___ Listed records
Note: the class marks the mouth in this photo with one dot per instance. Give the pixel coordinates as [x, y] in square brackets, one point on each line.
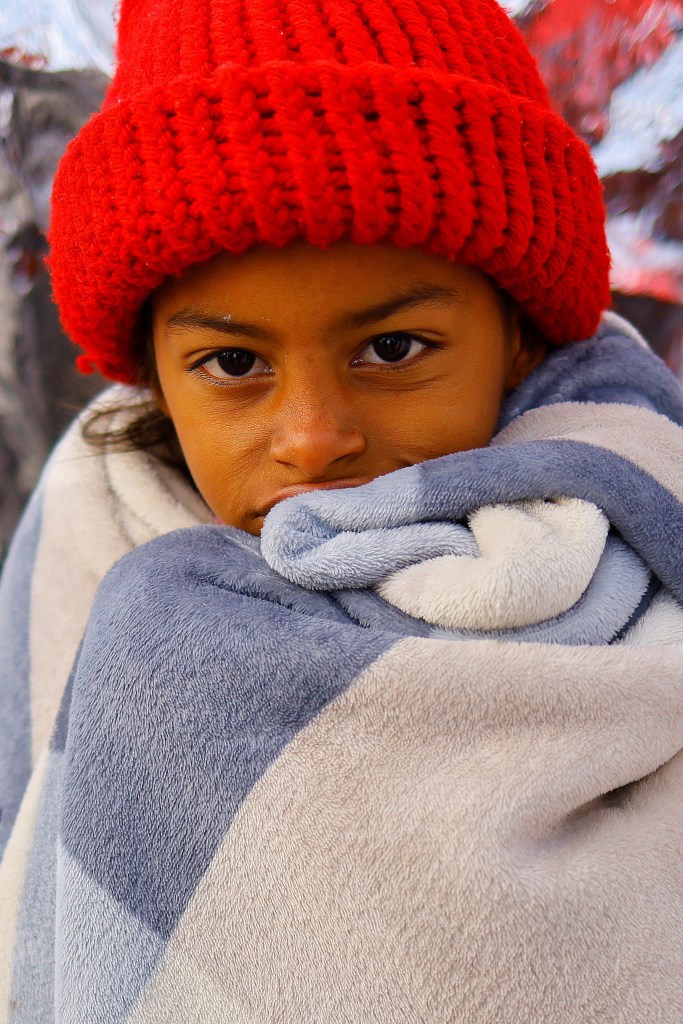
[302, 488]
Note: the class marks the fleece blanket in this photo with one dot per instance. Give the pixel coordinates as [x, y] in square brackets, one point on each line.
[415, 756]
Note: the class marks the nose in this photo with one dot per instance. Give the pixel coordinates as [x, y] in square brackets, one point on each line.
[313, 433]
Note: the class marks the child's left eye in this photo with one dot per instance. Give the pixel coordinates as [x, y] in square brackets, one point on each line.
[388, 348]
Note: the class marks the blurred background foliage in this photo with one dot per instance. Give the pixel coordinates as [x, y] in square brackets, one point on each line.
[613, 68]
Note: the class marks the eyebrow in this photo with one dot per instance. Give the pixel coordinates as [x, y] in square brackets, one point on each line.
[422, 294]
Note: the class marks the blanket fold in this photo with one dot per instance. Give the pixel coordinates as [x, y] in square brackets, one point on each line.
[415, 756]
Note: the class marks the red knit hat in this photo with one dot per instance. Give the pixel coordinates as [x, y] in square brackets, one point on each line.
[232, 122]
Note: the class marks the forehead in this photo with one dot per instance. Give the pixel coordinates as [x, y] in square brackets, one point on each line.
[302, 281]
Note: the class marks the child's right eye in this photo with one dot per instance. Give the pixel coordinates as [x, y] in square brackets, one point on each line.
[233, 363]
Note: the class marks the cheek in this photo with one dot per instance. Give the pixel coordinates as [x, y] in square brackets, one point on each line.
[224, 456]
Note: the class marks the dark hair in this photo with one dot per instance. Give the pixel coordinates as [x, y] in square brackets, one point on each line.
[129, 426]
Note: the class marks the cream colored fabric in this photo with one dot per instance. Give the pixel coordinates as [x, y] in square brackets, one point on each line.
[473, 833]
______
___ Listed records
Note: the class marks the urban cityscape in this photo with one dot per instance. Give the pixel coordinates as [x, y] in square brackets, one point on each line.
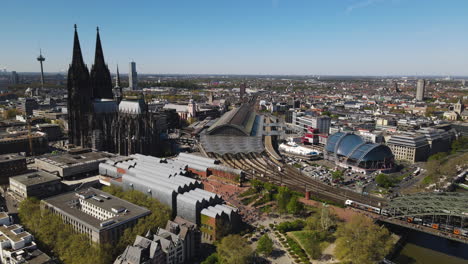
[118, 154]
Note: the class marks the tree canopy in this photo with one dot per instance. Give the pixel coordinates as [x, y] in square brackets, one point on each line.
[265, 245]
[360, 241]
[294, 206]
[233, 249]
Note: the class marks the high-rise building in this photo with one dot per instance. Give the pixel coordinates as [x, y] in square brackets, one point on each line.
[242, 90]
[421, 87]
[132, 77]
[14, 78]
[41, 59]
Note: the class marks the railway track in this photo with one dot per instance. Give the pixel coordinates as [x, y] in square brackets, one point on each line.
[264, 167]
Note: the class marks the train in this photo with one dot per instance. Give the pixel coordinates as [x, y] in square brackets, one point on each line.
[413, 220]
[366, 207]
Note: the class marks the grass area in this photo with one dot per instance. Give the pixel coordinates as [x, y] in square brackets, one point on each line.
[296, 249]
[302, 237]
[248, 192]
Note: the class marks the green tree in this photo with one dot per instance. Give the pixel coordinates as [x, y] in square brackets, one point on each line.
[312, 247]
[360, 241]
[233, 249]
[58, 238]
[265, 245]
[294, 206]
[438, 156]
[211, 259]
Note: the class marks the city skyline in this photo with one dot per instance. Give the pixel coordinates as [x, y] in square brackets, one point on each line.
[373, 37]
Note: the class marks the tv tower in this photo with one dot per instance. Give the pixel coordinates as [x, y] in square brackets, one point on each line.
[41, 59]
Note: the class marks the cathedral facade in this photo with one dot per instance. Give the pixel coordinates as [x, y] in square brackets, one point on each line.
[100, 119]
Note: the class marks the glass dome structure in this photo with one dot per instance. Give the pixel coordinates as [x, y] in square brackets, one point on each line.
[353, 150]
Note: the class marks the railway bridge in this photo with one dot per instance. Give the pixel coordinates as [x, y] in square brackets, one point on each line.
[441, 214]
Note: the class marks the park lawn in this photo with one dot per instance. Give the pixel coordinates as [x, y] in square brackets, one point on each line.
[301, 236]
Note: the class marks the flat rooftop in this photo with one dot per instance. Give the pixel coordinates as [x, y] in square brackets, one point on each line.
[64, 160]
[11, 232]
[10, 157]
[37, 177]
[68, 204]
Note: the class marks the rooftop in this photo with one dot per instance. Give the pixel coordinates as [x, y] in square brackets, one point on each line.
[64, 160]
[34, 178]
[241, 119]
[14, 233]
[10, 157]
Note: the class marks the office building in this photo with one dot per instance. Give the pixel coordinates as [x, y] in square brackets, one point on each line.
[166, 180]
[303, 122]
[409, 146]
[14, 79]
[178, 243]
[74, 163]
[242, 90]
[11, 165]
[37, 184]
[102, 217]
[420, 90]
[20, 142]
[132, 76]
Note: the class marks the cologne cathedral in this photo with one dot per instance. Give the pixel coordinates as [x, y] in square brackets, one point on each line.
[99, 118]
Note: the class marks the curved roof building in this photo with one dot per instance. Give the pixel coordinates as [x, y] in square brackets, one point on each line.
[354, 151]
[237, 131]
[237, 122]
______
___ Listed records
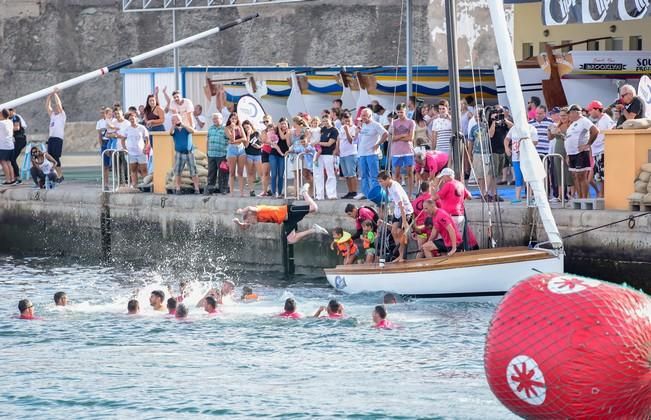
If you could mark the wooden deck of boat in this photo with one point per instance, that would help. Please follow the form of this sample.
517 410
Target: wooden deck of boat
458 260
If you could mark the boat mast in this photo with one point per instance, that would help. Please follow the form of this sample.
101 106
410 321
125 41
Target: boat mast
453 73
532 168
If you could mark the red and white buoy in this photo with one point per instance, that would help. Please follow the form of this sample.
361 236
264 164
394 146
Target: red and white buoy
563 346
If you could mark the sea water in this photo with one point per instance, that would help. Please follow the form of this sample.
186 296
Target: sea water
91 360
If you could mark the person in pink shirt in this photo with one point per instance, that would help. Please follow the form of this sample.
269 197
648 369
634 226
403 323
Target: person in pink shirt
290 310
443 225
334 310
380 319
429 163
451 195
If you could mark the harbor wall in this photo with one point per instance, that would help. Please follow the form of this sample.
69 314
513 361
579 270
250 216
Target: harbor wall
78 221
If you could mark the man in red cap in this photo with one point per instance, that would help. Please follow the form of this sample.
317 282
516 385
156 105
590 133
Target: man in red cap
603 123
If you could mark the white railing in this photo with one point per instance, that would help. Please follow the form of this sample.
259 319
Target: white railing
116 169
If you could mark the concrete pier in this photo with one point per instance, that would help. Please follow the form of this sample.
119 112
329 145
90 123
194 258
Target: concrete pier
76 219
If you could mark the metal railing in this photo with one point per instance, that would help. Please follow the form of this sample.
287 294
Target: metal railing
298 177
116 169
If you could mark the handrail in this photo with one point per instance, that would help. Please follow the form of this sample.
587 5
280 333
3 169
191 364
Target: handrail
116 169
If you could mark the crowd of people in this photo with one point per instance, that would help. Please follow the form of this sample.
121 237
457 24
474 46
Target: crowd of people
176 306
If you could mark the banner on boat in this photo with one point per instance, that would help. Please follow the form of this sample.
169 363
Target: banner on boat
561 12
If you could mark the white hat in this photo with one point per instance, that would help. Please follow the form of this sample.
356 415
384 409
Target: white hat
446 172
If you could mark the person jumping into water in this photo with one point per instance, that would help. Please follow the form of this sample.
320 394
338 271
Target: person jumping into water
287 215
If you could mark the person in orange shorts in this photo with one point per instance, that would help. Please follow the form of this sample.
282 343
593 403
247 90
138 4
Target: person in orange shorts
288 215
______
Give back, unchanged, the run of lines in the listing above that begins at the line containing "If you could mark the concrete" and ends at the line containing "If you could mark the metal", both included.

• **Exercise result**
If you could mark the concrete pier in this photo with one point per instance, that would help. Please follow the form of this sample.
119 112
329 145
90 123
194 258
Target: concrete pier
76 219
If you could mark the metal railing in this photo with one point per instance, that would help. Please follow the form of this sample.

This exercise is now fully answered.